[Collected data entries]
*****
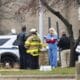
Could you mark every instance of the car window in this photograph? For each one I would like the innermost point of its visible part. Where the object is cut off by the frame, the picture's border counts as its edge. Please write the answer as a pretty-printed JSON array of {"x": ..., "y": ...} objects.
[{"x": 2, "y": 41}]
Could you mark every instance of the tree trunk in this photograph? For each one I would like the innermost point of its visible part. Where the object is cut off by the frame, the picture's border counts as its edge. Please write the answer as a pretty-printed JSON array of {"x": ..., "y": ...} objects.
[{"x": 69, "y": 29}]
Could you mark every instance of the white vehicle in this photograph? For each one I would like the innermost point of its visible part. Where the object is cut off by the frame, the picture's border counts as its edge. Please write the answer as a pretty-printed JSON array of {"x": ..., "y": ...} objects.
[{"x": 9, "y": 52}]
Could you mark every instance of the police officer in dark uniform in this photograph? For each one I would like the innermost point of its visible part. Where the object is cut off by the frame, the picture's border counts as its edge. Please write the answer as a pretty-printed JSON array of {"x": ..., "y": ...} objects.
[{"x": 22, "y": 51}]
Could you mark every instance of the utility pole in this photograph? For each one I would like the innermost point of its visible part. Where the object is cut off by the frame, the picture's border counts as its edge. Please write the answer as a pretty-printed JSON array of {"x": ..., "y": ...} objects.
[{"x": 41, "y": 13}]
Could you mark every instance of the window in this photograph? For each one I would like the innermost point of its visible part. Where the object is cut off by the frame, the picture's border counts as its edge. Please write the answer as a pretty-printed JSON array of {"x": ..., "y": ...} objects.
[{"x": 2, "y": 41}]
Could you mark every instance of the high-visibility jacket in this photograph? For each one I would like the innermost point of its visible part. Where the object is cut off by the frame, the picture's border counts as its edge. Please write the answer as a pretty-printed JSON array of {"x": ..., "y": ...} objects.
[{"x": 33, "y": 44}]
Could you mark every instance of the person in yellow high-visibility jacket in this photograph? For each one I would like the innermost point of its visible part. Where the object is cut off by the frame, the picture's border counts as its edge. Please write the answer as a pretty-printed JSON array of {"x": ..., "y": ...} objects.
[{"x": 33, "y": 45}]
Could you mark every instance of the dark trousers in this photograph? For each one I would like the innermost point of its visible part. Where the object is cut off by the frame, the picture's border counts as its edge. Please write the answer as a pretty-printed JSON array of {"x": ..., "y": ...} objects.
[
  {"x": 23, "y": 57},
  {"x": 34, "y": 63}
]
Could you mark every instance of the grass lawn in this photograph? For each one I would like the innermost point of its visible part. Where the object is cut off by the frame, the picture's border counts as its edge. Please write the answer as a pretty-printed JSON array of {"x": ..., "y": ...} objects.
[{"x": 61, "y": 71}]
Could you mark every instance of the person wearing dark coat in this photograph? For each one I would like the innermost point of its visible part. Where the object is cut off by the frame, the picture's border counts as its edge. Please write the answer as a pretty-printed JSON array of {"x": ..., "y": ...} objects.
[
  {"x": 64, "y": 42},
  {"x": 21, "y": 37},
  {"x": 64, "y": 45}
]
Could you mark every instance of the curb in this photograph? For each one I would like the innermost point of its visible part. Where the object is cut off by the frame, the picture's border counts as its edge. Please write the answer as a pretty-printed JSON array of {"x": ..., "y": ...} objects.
[{"x": 40, "y": 76}]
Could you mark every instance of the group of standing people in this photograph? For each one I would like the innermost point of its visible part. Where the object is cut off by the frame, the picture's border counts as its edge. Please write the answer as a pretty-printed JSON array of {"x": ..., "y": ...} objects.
[{"x": 30, "y": 45}]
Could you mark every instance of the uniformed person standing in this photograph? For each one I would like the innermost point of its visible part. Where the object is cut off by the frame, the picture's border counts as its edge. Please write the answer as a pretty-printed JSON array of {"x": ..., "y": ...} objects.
[
  {"x": 22, "y": 51},
  {"x": 33, "y": 44}
]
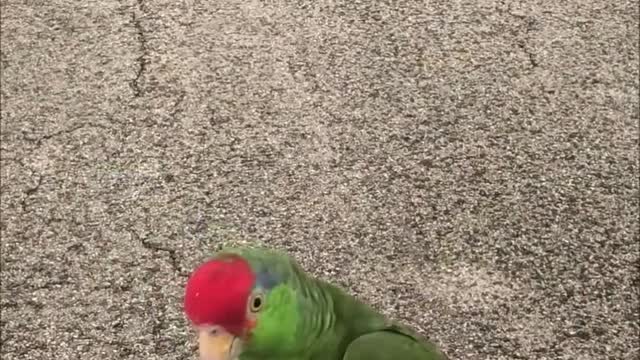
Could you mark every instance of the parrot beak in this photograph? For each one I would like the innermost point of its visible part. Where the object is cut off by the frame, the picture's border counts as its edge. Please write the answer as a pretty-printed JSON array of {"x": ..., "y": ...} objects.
[{"x": 217, "y": 344}]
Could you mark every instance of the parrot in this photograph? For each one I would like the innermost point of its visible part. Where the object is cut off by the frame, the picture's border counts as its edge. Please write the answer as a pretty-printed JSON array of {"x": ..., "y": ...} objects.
[{"x": 255, "y": 303}]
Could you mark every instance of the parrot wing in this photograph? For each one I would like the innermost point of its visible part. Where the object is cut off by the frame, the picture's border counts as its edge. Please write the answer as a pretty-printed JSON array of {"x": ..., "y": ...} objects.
[{"x": 392, "y": 344}]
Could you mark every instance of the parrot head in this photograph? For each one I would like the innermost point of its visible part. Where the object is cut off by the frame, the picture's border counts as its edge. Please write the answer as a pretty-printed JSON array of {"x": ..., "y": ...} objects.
[{"x": 240, "y": 303}]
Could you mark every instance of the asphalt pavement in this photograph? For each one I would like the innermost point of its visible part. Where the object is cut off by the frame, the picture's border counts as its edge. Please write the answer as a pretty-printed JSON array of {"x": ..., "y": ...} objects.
[{"x": 470, "y": 168}]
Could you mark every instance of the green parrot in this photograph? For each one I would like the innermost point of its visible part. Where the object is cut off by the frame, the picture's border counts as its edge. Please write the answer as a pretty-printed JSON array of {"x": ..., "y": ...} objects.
[{"x": 259, "y": 304}]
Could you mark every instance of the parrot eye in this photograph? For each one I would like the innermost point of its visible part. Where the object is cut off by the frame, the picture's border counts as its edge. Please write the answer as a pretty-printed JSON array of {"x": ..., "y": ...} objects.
[{"x": 256, "y": 302}]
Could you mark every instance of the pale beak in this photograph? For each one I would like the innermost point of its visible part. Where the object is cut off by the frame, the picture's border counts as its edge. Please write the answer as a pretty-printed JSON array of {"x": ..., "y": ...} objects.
[{"x": 217, "y": 344}]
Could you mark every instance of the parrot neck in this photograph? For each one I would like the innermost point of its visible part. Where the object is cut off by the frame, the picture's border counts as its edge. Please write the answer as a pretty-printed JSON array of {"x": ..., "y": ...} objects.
[{"x": 331, "y": 318}]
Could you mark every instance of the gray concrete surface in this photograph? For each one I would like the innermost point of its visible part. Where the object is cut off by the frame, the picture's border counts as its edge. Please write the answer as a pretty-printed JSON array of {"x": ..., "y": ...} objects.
[{"x": 468, "y": 167}]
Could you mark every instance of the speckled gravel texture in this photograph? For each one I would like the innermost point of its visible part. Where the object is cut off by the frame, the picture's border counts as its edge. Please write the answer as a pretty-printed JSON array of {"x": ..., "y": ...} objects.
[{"x": 470, "y": 168}]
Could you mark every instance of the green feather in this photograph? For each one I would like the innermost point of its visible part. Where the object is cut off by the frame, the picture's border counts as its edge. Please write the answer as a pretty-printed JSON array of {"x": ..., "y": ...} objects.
[{"x": 305, "y": 318}]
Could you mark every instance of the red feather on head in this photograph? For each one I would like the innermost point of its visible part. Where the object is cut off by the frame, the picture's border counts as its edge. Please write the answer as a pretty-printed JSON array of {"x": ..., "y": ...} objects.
[{"x": 217, "y": 293}]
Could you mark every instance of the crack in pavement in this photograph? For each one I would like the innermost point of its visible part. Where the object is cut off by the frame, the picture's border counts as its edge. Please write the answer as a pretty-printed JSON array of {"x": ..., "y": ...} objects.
[
  {"x": 39, "y": 140},
  {"x": 30, "y": 192},
  {"x": 524, "y": 43},
  {"x": 171, "y": 253},
  {"x": 141, "y": 60}
]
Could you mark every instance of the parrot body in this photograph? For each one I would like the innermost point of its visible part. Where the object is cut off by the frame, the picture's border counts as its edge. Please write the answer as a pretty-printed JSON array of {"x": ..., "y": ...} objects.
[{"x": 267, "y": 308}]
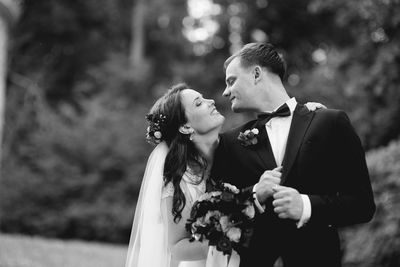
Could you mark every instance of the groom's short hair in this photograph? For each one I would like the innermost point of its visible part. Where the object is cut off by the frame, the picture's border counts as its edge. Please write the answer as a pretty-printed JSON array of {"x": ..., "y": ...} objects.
[{"x": 263, "y": 54}]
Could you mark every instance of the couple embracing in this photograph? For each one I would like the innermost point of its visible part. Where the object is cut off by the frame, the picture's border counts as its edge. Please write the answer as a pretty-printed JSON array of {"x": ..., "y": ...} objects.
[{"x": 303, "y": 166}]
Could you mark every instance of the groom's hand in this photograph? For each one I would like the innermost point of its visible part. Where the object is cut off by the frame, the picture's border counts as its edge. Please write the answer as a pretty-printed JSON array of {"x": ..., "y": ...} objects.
[
  {"x": 269, "y": 179},
  {"x": 287, "y": 203}
]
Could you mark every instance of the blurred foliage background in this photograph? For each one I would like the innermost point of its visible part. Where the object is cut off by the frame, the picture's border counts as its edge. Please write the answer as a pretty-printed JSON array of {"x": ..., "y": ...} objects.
[{"x": 83, "y": 74}]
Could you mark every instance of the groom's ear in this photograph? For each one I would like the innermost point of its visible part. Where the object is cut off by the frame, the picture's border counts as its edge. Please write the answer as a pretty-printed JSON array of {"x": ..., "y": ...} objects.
[
  {"x": 257, "y": 74},
  {"x": 186, "y": 129}
]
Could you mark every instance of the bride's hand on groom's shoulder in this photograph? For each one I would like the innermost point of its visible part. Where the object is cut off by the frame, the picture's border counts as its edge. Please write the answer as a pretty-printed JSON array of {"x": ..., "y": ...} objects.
[
  {"x": 269, "y": 179},
  {"x": 312, "y": 106}
]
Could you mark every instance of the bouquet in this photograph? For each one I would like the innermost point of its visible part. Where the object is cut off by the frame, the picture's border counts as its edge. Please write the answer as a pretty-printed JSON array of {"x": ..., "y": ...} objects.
[{"x": 223, "y": 217}]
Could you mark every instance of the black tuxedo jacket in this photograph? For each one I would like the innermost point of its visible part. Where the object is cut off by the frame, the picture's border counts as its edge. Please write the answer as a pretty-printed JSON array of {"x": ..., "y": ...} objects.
[{"x": 324, "y": 159}]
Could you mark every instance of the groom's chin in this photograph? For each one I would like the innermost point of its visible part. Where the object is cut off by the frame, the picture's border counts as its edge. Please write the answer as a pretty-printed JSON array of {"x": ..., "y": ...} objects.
[{"x": 236, "y": 109}]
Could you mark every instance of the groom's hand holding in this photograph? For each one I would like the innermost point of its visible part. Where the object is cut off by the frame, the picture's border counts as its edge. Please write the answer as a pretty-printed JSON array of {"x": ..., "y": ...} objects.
[
  {"x": 287, "y": 203},
  {"x": 268, "y": 180}
]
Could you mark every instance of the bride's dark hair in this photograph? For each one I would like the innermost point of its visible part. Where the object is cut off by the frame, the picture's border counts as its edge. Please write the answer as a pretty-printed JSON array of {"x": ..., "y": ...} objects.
[{"x": 182, "y": 152}]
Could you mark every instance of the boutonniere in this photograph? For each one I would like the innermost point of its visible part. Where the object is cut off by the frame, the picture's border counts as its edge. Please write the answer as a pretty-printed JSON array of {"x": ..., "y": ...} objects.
[{"x": 249, "y": 137}]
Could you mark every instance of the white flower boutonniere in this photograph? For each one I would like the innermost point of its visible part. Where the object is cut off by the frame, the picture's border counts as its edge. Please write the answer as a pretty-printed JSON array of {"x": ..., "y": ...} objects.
[{"x": 249, "y": 137}]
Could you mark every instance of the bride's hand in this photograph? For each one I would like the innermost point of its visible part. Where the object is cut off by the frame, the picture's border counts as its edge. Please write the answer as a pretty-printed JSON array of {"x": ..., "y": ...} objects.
[{"x": 312, "y": 106}]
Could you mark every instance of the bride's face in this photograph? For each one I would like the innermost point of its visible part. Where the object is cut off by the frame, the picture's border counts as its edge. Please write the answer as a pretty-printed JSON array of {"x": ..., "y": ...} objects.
[{"x": 201, "y": 113}]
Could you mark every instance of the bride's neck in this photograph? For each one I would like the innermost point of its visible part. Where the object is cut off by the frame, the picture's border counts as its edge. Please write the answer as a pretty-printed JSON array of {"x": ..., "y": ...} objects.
[{"x": 206, "y": 144}]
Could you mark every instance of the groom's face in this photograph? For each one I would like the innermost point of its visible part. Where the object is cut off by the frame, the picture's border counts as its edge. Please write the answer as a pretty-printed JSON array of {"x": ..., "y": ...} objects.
[{"x": 239, "y": 86}]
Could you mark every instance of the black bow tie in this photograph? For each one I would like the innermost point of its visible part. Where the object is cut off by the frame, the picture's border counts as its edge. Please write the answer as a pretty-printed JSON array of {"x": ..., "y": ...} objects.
[{"x": 282, "y": 111}]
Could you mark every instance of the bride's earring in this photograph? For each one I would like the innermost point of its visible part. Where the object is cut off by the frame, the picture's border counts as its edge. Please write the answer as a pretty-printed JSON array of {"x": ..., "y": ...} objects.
[
  {"x": 191, "y": 135},
  {"x": 186, "y": 129}
]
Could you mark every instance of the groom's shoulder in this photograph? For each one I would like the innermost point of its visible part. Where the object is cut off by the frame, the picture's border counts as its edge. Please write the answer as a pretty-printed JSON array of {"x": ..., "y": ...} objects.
[{"x": 331, "y": 114}]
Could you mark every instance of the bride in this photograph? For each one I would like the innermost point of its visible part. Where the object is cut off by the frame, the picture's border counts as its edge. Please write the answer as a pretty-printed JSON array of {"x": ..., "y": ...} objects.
[{"x": 185, "y": 127}]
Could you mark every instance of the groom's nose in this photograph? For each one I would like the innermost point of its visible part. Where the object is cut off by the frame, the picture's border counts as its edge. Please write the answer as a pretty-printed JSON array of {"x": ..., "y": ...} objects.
[{"x": 226, "y": 92}]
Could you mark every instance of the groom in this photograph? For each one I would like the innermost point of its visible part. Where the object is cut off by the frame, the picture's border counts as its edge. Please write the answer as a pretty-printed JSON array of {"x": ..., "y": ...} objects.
[{"x": 306, "y": 171}]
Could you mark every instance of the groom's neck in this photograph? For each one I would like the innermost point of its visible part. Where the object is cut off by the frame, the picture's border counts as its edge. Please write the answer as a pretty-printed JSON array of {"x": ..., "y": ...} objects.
[{"x": 275, "y": 97}]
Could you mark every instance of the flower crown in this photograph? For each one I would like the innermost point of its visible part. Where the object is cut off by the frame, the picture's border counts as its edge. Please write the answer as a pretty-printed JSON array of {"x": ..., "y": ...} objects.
[{"x": 154, "y": 130}]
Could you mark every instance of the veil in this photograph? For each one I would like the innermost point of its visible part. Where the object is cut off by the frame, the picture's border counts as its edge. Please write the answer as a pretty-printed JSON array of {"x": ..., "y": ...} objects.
[{"x": 148, "y": 245}]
*****
| What you will do |
The line containing "Could you mark every instance of the groom's neck" and every line after it, through the end of the records, should be repeated exactly and alone.

| Solution to this problem |
Could you mark every instance of the groom's neck in this photograph? For each one I would like the innermost point of its visible part. Where the object is cut off by the frame, the picture's border counts as its edge. Please write the answer as a pretty-printed JSON array of {"x": ..., "y": ...} objects.
[{"x": 275, "y": 97}]
Could you mark every instance of the flower crown in this photograph? For each one I would like the innermost point of its visible part. Where the object is cut off by the frame, the picture's border counts as its edge. Please write the answer as a pretty-printed JSON array of {"x": ..., "y": ...} objects.
[{"x": 154, "y": 130}]
Could you mark every instance of the veil in this photograph? For each one I would like the innermost point of its visible part. Where the object is cut off by the frame, the picture's border counts as its edge. Please write the answer as a pretty-printed JSON array of {"x": ..., "y": ...} objects.
[{"x": 148, "y": 245}]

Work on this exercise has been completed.